*** Records provided Section Begins ***

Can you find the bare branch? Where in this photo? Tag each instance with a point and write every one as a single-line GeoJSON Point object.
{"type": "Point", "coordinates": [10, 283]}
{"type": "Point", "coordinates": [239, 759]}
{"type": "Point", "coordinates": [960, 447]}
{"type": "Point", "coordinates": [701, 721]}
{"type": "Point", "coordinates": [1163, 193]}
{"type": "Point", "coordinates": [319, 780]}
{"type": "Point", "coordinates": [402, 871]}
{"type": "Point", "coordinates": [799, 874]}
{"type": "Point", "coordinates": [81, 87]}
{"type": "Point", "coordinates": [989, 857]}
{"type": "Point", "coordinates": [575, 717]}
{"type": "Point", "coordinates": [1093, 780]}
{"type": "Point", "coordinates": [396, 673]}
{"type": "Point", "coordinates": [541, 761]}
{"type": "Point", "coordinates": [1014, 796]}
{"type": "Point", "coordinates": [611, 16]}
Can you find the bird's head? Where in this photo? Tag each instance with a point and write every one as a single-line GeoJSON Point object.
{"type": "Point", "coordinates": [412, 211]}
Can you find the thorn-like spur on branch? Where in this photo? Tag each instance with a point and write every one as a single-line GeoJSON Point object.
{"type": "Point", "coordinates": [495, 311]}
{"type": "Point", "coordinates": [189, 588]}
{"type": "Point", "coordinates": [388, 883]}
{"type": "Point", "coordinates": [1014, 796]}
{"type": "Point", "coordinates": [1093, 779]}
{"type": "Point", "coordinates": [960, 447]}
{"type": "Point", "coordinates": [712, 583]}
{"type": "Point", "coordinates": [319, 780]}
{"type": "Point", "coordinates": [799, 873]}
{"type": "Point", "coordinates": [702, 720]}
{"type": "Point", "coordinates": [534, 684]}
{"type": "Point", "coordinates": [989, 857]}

*** Records provided Section Ends ***

**Work to complete:**
Your task is to retype the complete material exactly as it was given.

**Result:**
Can you find the bare branch? Where in this photo? Tag each instance with a point and write every one as a single-line GeoJSON Point object.
{"type": "Point", "coordinates": [10, 283]}
{"type": "Point", "coordinates": [239, 759]}
{"type": "Point", "coordinates": [960, 447]}
{"type": "Point", "coordinates": [701, 721]}
{"type": "Point", "coordinates": [1163, 193]}
{"type": "Point", "coordinates": [319, 780]}
{"type": "Point", "coordinates": [402, 871]}
{"type": "Point", "coordinates": [799, 874]}
{"type": "Point", "coordinates": [81, 87]}
{"type": "Point", "coordinates": [989, 857]}
{"type": "Point", "coordinates": [575, 717]}
{"type": "Point", "coordinates": [1093, 780]}
{"type": "Point", "coordinates": [396, 673]}
{"type": "Point", "coordinates": [541, 761]}
{"type": "Point", "coordinates": [1014, 796]}
{"type": "Point", "coordinates": [611, 16]}
Can you find the bird's head? Where in this photo? Tag each instance with a point and write every one as a single-line GeoJSON Point object.
{"type": "Point", "coordinates": [412, 211]}
Can you find the thorn-like spur on branch? Where in this photo? Tag each instance with a point and write every one as a single-line GeoJSON Point object.
{"type": "Point", "coordinates": [495, 311]}
{"type": "Point", "coordinates": [189, 588]}
{"type": "Point", "coordinates": [388, 883]}
{"type": "Point", "coordinates": [1014, 796]}
{"type": "Point", "coordinates": [1093, 779]}
{"type": "Point", "coordinates": [960, 447]}
{"type": "Point", "coordinates": [712, 583]}
{"type": "Point", "coordinates": [319, 780]}
{"type": "Point", "coordinates": [799, 873]}
{"type": "Point", "coordinates": [702, 720]}
{"type": "Point", "coordinates": [534, 684]}
{"type": "Point", "coordinates": [989, 857]}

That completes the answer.